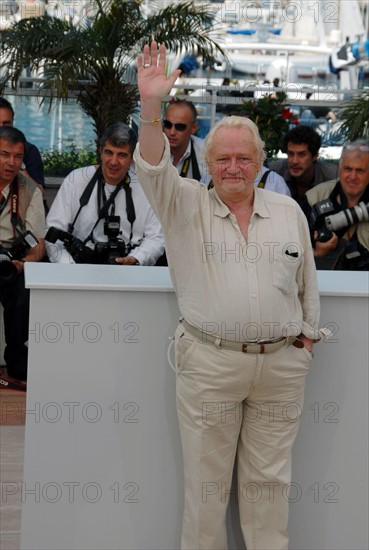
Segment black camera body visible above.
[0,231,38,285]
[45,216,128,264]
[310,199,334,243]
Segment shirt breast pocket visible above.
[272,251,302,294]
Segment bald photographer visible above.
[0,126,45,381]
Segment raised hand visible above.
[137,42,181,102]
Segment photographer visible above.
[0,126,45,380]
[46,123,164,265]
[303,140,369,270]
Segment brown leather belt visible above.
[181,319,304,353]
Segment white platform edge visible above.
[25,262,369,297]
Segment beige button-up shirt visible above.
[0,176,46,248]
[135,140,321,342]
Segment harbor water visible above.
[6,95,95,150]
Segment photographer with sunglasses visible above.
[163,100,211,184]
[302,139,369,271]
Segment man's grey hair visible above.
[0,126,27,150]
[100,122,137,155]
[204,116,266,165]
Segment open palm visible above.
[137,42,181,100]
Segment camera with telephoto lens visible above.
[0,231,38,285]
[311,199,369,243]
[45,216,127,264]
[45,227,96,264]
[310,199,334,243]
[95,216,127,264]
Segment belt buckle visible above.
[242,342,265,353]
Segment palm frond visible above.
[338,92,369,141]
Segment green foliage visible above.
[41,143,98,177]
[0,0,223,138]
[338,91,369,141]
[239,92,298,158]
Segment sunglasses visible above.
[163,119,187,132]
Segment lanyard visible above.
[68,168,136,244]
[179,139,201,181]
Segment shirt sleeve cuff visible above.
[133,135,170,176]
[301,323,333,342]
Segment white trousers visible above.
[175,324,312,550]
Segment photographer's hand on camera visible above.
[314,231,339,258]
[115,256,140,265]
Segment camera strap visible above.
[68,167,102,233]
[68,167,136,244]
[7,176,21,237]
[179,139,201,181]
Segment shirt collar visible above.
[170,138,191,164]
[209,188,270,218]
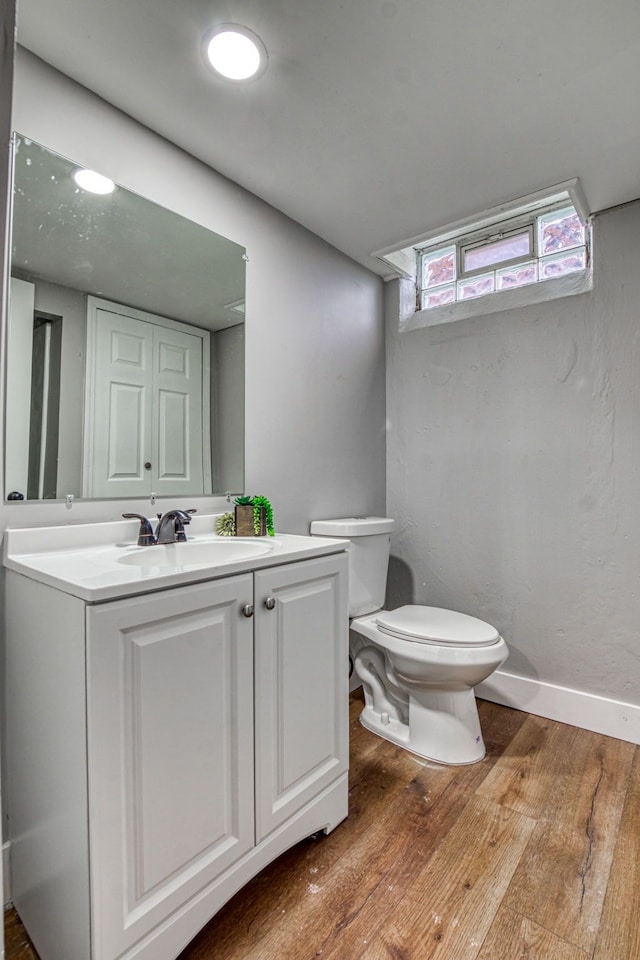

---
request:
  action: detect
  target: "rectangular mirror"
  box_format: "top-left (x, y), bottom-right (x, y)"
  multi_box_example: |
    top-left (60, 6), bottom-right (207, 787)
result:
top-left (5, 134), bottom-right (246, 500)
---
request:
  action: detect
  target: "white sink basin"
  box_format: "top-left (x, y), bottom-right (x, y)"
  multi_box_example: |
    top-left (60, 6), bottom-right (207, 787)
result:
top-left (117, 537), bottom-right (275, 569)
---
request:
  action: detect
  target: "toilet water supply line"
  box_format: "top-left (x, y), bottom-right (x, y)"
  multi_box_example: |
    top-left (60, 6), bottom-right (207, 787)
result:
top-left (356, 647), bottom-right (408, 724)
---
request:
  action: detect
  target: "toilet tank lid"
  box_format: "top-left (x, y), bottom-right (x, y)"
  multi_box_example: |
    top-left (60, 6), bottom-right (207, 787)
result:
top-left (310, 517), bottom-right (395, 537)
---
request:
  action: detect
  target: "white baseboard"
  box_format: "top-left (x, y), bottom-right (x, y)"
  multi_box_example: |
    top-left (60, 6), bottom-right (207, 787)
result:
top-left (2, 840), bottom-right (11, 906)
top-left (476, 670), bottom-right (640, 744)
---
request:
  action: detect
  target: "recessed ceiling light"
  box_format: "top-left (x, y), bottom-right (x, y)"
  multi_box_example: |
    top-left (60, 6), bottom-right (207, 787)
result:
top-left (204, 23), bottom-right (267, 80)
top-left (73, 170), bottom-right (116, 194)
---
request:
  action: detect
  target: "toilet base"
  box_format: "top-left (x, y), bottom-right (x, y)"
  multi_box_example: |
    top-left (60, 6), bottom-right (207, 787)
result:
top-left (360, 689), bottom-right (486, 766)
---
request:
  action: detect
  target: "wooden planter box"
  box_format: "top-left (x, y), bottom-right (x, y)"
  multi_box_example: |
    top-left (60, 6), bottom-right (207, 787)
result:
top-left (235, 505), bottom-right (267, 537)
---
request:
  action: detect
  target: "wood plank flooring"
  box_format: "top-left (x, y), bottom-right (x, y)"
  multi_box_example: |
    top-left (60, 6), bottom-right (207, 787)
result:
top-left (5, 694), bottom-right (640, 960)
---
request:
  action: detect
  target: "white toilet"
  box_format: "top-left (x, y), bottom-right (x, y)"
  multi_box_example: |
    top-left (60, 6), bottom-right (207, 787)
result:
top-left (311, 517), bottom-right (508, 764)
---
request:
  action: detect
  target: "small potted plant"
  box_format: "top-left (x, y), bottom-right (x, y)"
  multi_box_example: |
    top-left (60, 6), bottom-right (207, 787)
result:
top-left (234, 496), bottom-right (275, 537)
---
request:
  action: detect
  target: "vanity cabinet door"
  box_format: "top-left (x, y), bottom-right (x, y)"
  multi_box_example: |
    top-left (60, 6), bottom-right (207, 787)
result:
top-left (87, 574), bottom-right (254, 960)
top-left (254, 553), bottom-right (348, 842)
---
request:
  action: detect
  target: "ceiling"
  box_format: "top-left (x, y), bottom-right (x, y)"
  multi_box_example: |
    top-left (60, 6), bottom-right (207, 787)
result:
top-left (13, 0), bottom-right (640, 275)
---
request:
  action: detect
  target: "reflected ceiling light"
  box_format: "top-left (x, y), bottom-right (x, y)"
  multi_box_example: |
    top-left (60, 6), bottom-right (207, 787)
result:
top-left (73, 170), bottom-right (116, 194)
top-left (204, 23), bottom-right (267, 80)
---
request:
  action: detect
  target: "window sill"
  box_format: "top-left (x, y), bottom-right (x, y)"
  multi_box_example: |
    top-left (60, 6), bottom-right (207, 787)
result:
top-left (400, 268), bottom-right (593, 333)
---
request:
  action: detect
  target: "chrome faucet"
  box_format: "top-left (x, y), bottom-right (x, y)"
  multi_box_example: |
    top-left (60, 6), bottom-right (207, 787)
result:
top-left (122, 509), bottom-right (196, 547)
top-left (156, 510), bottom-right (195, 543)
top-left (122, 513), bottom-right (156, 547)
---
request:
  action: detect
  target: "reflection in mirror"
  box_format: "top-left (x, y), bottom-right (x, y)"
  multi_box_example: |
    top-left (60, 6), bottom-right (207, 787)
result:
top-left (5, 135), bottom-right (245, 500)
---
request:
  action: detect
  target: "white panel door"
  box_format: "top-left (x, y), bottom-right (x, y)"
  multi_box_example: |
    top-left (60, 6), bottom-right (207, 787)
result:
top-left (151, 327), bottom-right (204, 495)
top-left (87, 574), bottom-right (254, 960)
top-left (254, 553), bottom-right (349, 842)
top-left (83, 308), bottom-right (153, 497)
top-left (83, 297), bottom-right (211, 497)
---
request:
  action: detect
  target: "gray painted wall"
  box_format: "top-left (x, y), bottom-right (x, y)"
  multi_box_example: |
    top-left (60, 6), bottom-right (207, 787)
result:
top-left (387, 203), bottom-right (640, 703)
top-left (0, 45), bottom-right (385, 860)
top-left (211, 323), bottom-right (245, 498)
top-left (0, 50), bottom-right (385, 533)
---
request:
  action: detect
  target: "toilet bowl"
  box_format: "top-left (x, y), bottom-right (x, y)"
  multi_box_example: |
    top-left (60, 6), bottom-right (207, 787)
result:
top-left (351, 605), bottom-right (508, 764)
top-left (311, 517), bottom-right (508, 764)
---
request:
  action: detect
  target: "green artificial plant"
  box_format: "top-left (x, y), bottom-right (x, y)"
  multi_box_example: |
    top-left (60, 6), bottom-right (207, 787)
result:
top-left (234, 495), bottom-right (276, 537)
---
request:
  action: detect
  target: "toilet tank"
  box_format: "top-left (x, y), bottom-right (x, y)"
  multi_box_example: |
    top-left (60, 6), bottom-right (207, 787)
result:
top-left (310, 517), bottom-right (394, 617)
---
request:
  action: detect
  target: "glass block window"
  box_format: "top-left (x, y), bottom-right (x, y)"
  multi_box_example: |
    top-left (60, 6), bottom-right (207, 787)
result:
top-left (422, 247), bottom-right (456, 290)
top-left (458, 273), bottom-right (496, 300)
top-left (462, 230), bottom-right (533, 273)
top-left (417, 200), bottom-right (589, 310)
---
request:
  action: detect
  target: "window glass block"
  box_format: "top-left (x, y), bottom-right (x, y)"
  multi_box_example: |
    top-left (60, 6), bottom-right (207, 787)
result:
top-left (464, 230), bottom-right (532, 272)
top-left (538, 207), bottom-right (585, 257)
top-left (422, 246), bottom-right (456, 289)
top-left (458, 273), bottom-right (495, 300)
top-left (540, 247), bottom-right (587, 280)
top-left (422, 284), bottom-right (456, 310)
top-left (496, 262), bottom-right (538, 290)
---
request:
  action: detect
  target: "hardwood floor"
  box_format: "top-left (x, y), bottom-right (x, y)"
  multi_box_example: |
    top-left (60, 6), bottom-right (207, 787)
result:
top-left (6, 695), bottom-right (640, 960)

▸ **Problem to solve**:
Identify every line in the records above that contains the string "light", matching case exactly, and copy each such line.

▸ **Answer for this exercise**:
  target: "recessed ceiling light"
  target: "reflected ceiling light"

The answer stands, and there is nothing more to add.